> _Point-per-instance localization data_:
*-*-*
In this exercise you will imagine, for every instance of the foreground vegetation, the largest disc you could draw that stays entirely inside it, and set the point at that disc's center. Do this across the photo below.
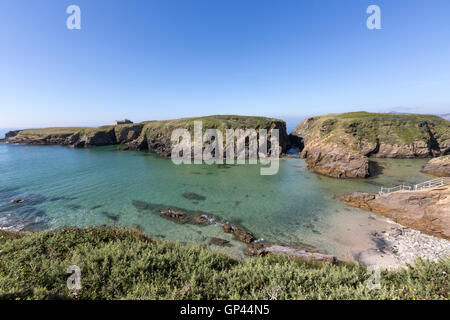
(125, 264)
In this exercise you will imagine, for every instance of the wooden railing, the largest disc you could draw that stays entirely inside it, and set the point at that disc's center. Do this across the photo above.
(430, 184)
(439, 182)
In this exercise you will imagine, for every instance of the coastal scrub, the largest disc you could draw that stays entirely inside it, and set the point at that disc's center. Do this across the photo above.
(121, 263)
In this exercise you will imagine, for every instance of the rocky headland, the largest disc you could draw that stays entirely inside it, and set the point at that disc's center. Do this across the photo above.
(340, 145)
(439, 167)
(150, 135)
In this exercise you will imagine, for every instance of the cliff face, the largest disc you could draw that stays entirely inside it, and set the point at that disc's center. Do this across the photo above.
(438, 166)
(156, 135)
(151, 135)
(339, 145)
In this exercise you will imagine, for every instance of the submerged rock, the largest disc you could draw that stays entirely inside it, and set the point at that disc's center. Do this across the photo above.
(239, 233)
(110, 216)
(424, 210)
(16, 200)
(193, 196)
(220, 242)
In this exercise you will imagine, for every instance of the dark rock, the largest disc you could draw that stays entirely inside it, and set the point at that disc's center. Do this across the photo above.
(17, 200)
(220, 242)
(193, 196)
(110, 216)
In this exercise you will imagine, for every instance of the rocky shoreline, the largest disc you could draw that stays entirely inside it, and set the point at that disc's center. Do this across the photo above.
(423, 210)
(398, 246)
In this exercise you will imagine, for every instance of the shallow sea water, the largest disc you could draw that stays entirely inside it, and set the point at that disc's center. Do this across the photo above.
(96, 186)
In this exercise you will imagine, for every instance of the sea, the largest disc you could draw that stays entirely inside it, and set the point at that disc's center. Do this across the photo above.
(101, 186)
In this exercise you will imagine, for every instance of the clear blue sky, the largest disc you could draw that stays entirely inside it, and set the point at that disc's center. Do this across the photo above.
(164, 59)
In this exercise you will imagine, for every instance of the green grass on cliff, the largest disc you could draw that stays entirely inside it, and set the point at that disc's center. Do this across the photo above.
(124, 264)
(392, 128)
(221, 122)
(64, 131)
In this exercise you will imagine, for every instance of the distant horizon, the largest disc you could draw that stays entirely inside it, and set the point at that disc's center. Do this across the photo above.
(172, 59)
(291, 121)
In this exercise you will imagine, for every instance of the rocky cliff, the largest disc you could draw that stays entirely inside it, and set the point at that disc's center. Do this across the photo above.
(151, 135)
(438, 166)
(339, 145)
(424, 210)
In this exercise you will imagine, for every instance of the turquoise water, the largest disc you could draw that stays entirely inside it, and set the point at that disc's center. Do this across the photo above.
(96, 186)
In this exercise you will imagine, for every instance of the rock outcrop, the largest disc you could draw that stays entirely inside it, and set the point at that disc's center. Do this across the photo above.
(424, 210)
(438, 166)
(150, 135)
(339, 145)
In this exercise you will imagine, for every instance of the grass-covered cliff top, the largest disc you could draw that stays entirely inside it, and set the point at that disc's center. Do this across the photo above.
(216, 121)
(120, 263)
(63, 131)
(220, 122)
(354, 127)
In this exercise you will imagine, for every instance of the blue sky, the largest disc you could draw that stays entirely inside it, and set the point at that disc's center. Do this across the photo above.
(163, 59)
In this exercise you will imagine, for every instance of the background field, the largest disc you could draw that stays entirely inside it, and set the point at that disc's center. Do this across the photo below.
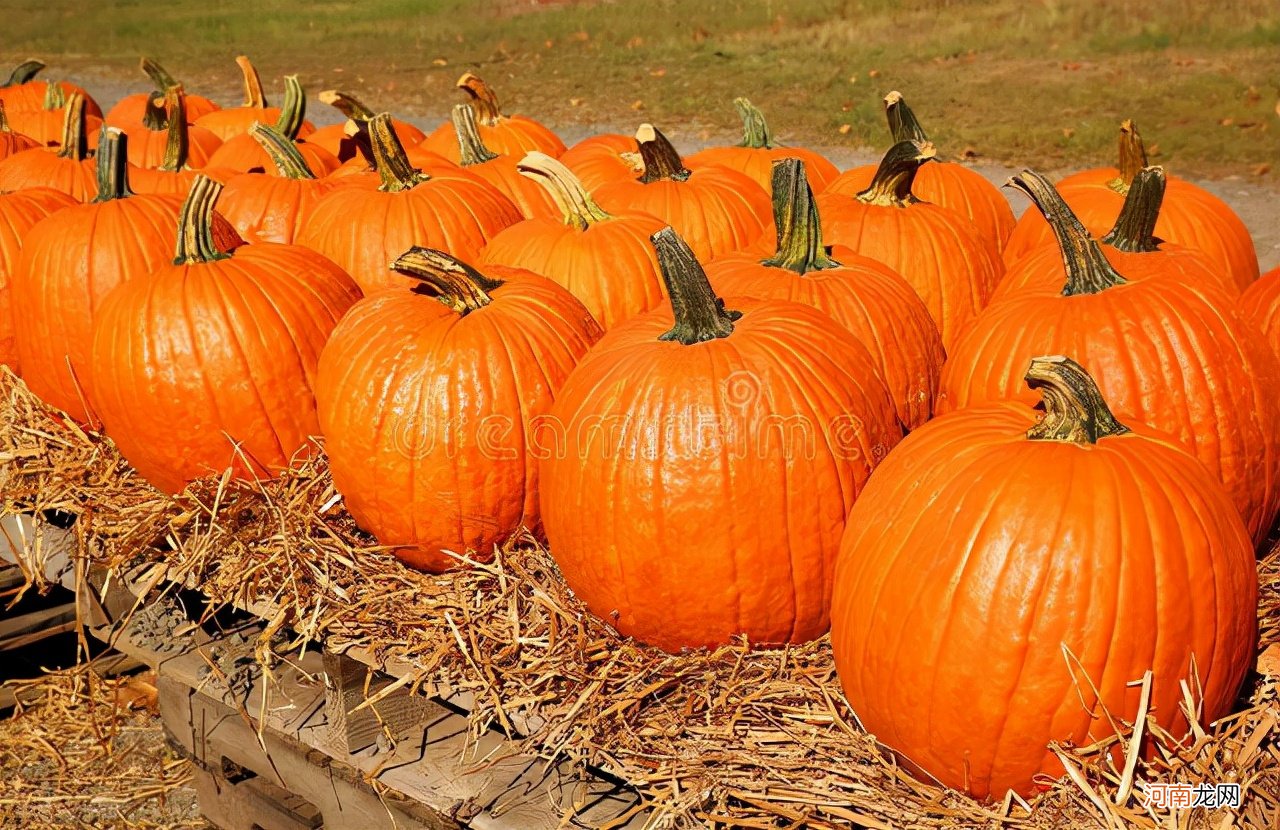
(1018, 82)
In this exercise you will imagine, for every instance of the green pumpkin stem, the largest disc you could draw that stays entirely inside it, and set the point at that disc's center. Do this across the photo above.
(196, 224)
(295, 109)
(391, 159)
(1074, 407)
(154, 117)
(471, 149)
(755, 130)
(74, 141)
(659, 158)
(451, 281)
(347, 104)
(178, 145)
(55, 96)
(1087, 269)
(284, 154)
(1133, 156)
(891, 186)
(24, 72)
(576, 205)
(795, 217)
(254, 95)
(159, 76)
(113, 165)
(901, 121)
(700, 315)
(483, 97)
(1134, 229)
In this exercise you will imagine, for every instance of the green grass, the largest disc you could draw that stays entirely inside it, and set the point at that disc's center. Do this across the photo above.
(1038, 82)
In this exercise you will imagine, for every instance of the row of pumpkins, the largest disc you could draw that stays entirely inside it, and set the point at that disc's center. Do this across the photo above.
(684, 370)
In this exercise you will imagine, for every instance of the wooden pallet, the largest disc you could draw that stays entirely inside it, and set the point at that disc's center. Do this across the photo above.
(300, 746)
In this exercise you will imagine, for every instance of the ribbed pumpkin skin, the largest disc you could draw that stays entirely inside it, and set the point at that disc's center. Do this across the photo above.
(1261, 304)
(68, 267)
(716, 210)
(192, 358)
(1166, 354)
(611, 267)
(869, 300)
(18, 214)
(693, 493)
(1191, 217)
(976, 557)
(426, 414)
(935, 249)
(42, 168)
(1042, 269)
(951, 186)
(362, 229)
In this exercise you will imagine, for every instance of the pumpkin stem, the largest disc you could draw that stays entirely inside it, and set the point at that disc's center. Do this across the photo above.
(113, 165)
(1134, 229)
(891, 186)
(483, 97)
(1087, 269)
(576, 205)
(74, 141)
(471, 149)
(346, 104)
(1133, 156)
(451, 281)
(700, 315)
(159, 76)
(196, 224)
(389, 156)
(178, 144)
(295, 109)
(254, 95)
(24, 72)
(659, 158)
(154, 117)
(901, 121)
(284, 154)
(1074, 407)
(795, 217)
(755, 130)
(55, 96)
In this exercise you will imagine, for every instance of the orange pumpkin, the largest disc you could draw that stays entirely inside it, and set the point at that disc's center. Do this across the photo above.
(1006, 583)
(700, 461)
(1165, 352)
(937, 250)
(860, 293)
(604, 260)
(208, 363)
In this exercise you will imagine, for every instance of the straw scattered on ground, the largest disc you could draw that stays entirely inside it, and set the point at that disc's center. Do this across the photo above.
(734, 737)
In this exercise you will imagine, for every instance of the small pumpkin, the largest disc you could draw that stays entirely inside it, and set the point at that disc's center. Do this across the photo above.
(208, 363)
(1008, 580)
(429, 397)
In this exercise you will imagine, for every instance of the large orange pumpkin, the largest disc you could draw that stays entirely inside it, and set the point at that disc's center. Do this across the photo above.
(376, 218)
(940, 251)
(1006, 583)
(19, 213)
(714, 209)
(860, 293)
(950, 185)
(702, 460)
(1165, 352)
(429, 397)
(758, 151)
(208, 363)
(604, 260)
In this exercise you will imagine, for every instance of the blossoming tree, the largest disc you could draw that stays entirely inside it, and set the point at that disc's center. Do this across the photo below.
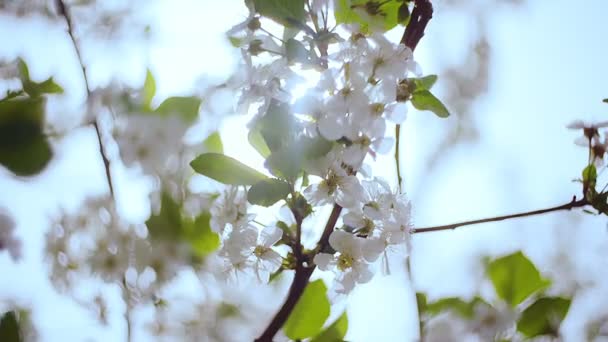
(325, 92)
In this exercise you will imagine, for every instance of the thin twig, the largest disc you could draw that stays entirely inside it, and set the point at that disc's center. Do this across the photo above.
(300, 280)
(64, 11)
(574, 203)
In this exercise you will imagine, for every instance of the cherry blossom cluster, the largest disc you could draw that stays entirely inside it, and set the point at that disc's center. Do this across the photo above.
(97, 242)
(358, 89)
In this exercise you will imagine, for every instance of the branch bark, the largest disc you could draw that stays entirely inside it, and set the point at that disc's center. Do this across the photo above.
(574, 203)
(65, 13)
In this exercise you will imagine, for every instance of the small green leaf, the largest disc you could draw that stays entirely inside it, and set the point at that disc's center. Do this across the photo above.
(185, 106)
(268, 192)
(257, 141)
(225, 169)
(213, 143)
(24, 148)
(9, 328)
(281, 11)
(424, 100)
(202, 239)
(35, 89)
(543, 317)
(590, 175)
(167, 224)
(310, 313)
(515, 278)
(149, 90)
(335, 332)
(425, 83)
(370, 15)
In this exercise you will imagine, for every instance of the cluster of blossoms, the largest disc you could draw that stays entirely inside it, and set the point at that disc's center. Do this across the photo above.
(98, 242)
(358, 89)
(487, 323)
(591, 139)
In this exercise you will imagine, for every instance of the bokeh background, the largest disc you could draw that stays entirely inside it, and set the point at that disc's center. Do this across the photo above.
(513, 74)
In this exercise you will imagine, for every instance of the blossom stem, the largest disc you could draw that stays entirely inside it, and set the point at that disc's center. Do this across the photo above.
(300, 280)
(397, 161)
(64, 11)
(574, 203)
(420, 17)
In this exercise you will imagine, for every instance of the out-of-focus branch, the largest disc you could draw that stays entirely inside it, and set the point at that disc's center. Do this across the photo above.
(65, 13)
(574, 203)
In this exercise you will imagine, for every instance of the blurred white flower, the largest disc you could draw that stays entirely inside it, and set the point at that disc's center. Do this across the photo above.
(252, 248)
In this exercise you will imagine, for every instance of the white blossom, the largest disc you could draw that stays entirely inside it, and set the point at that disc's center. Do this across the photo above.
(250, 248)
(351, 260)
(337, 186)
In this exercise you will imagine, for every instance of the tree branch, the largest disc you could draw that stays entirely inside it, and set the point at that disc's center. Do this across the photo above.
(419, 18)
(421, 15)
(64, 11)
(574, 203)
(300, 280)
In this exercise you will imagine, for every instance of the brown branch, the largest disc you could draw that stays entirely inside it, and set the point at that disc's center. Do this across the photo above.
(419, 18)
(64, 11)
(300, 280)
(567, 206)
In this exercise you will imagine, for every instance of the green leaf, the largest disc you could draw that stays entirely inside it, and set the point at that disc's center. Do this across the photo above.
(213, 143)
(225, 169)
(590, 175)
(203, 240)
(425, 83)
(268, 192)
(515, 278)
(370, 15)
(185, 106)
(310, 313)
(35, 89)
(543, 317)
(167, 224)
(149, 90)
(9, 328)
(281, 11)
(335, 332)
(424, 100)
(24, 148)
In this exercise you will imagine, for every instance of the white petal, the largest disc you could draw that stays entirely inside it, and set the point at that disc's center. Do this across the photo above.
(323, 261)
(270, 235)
*-*-*
> _EXERCISE PROMPT_: Copy out exactly the lines between the line with "the green leaf, the" and the last line of the entries, counting both of those lines.

> _EXPECTED ANSWER_:
In this exercise you will imagine, for every instance of the green leaf, the largest disc you could draw that stays entirely inside it, and set the point at that disc's center. Do this across the photo above.
(213, 143)
(225, 169)
(590, 175)
(203, 240)
(425, 83)
(268, 192)
(515, 278)
(370, 15)
(185, 106)
(310, 313)
(35, 89)
(543, 317)
(167, 224)
(149, 90)
(9, 328)
(281, 11)
(335, 332)
(424, 100)
(24, 148)
In this exercise you will imagine, for every instance of the white petal, the largest disc you could draw that stays entirely inside it, and set the point at that disc's center. Do this across the photo above.
(323, 261)
(270, 235)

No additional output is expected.